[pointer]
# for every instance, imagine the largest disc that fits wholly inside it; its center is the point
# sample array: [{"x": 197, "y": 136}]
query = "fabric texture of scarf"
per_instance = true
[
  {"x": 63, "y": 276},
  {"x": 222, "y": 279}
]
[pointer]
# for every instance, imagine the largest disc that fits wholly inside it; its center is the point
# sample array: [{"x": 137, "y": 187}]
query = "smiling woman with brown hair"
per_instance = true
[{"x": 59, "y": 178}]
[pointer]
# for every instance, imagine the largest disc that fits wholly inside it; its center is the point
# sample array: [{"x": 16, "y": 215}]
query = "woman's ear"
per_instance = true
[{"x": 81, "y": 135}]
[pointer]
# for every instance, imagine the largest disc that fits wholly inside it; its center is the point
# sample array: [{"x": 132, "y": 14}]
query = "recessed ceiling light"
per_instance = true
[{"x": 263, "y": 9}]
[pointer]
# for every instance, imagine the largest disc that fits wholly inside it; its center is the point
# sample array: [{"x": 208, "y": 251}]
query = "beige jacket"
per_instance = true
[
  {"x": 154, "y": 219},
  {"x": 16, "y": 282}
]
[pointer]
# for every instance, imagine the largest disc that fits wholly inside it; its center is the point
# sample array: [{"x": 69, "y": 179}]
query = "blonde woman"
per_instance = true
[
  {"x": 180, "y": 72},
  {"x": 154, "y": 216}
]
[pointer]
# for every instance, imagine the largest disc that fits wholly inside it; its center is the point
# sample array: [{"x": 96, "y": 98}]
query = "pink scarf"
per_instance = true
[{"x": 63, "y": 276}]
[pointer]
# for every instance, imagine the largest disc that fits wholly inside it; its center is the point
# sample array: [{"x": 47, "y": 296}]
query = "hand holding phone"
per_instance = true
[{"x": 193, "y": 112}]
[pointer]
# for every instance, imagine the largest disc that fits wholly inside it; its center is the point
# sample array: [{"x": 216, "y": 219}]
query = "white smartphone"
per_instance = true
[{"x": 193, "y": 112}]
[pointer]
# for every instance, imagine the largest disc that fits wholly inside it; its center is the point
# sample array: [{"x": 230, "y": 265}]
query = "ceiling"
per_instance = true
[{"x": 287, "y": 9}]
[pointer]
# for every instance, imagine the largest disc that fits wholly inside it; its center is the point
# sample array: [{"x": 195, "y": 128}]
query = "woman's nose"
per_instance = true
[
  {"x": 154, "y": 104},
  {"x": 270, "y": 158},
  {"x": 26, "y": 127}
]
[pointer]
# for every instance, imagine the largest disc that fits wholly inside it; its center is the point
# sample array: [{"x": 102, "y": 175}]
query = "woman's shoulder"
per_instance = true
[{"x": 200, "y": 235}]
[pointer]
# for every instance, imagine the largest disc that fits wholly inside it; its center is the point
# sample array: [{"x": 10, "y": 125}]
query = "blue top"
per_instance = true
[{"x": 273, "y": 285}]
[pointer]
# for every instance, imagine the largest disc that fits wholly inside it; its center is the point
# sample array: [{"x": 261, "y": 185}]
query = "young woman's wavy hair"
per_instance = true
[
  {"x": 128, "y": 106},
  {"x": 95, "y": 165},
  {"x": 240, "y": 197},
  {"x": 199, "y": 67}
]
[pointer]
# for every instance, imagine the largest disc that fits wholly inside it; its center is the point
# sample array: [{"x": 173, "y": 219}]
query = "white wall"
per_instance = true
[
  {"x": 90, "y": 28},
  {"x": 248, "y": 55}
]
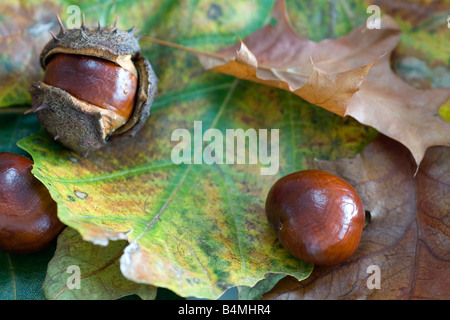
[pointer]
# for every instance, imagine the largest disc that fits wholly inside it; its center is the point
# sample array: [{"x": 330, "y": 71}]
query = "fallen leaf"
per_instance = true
[
  {"x": 24, "y": 31},
  {"x": 350, "y": 75},
  {"x": 80, "y": 270},
  {"x": 408, "y": 237}
]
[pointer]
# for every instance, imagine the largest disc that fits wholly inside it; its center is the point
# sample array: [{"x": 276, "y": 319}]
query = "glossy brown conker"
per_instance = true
[
  {"x": 28, "y": 214},
  {"x": 317, "y": 217}
]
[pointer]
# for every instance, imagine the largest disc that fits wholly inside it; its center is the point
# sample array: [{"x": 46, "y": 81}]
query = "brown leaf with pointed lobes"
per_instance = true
[
  {"x": 350, "y": 75},
  {"x": 326, "y": 73},
  {"x": 408, "y": 236},
  {"x": 400, "y": 111}
]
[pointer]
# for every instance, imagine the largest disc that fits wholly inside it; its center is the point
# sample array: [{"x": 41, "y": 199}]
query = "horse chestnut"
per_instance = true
[
  {"x": 318, "y": 217},
  {"x": 28, "y": 214},
  {"x": 97, "y": 86}
]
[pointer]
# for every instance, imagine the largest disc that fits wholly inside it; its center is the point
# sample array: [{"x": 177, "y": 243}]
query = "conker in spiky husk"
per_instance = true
[{"x": 97, "y": 86}]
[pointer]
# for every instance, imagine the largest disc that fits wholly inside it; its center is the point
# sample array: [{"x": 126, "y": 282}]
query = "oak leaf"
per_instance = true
[
  {"x": 350, "y": 76},
  {"x": 407, "y": 238}
]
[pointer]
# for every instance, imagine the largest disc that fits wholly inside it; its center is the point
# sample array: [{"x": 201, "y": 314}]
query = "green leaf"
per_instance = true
[
  {"x": 21, "y": 276},
  {"x": 81, "y": 270},
  {"x": 200, "y": 229}
]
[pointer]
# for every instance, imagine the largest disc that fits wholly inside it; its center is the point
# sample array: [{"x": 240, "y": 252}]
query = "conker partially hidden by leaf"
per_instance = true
[
  {"x": 97, "y": 86},
  {"x": 28, "y": 214},
  {"x": 318, "y": 217}
]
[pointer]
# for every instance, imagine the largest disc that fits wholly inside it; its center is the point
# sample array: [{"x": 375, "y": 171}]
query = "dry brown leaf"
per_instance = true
[
  {"x": 408, "y": 237},
  {"x": 24, "y": 31},
  {"x": 337, "y": 74}
]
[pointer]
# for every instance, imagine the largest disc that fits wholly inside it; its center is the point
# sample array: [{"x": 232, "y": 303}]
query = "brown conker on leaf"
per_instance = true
[
  {"x": 97, "y": 86},
  {"x": 28, "y": 214},
  {"x": 318, "y": 217}
]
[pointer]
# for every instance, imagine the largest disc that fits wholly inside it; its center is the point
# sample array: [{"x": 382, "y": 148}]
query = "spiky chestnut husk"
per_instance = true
[{"x": 80, "y": 125}]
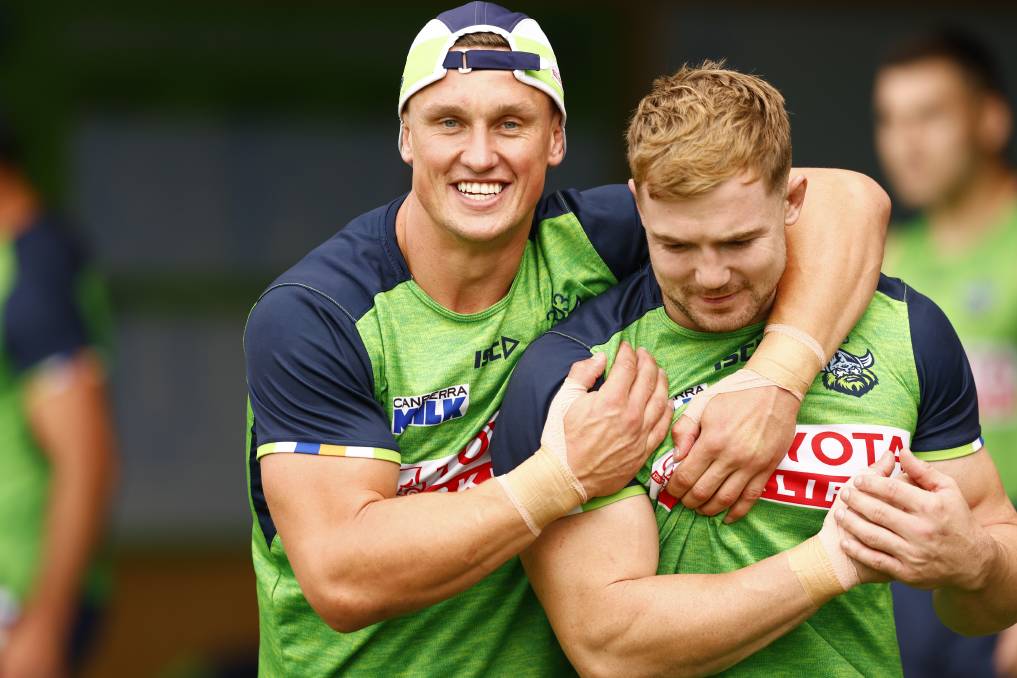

★ ★ ★ ★

What the exercise asks: Copy out every line from the data above that has "spiky" in it.

Output:
query = "conker in spiky husk"
query = "spiky chestnut husk"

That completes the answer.